SÉRIE DE CONSIGNES:
(A) Réécrivez plus brièvement le paragraphe de l'extrait sur le Fernweh qui commence par « On entend souvent dire », en conservant ses faits principaux.
(B) Poursuivez l'extrait sur le Fernweh et les langues à partir de sa dernière phrase.

EXTRAIT DU DOCUMENT:

————————

Connaissez-vous le Fernweh ? C’est un mot allemand composé de fern, le lointain, et de weh, le mal, la douleur. Il signifie donc avoir « le mal de l’ailleurs », « la nostalgie de ce qui est lointain ». J’aime énormément ce terme car il définit précisément ce besoin incessant de toujours explorer de nouveaux horizons que j’ai toujours ressenti sans jamais avoir de mot pour le nommer. Je rêve sans cesse de nouveaux voyages, de nouvelles découvertes à l’autre bout du monde. Quand j’ai passé trop de temps à un endroit, j’ai besoin d’aller voir ailleurs, I have itchy feet, mes pieds me démangent comme diraient les Anglais.

On entend souvent dire que les langues reflètent la manière de penser de leurs locuteurs. Je me souviens encore d’un exemple pris par un de mes professeurs lors de ma semaine d’intégration Erasmus à Münster en Westphalie (Allemagne) : les Latins sont réputés avoir un fort caractère et tendance à s’exprimer bruyamment, tandis que les Allemands seraient un peuple froid et réservé. Et si cela était lié à leur langue ? En italien ou en espagnol, l’information importante (le verbe) est placée en début de phrase, ce qui rend le reste accessoire ; on peut laisser libre cours à ses émotions, s’interrompre ou crier à ne plus s’entendre. En allemand en revanche, on est obligé d’attendre la fin de la phrase pour savoir de quoi il retourne, bien obligé donc de garder son calme jusqu’au bout.

————————

LISTE DU MATÉRIEL:
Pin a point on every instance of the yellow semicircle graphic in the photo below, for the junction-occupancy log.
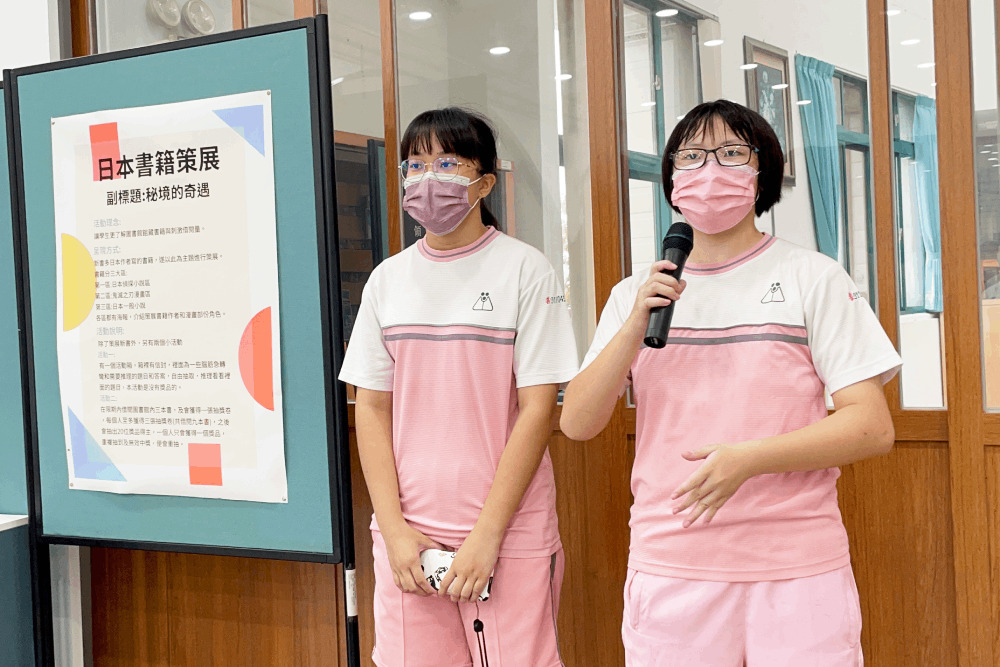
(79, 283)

————————

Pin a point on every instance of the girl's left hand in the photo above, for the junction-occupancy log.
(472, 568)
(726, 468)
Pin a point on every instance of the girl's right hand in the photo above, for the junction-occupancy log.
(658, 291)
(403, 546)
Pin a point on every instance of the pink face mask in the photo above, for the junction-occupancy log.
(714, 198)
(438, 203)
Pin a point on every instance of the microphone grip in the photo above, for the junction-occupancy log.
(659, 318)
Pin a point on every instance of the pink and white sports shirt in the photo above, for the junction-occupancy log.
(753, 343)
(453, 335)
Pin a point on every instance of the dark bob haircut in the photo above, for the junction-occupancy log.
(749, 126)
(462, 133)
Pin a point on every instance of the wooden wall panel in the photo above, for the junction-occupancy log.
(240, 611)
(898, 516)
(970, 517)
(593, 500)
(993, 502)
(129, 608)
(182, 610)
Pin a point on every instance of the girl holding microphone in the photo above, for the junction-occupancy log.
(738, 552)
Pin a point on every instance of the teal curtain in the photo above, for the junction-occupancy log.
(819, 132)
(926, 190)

————————

CORRIGÉ DE L'EXERCICE:
(A) On dit souvent que les langues reflètent la manière de penser de leurs locuteurs. Lors de ma semaine d'intégration Erasmus à Münster, en Westphalie (Allemagne), un de mes professeurs a donné cet exemple : les Latins auraient un fort caractère et parleraient bruyamment, alors que les Allemands seraient froids et réservés. La cause serait-elle la langue ? En italien ou en espagnol, le verbe, porteur de l'information importante, vient en début de phrase, ce qui permet de laisser parler ses émotions, de s'interrompre ou de crier. En allemand, il faut attendre la fin de la phrase pour la comprendre, et donc rester calme jusqu'au bout.

(B)
Le fait qu’il n’existe pas d’équivalent français pour le Fernweh, ni d’ailleurs pour le Wanderlust, qui désigne un fort désir de voyager (de wandern, randonner et Lust, l’envie), serait-il lié à la réputation casanière des Français, qui préfèreraient passer leurs vacances dans leur propre pays, puisqu’ils y ont déjà tout ce que l’on peut désirer ?

Quoi qu’il en soit, c’est bien l’une des choses que j’aime le plus dans la découverte d’autres langues : il ne s’agit pas seulement d’utiliser des mots différents pour décrire un même objet ou un même sentiment, on découvre aussi de tout nouveaux concepts, qui ne sont pas exprimés dans notre langue maternelle, et par conséquent, n’existent pas dans notre culture, ni dans notre esprit. Parfois, on les ressent, mais sans jamais avoir eu de mot à mettre dessus. Comme cela a été le cas pour moi lorsque j’ai découvert le Fernweh ou le Wanderlust.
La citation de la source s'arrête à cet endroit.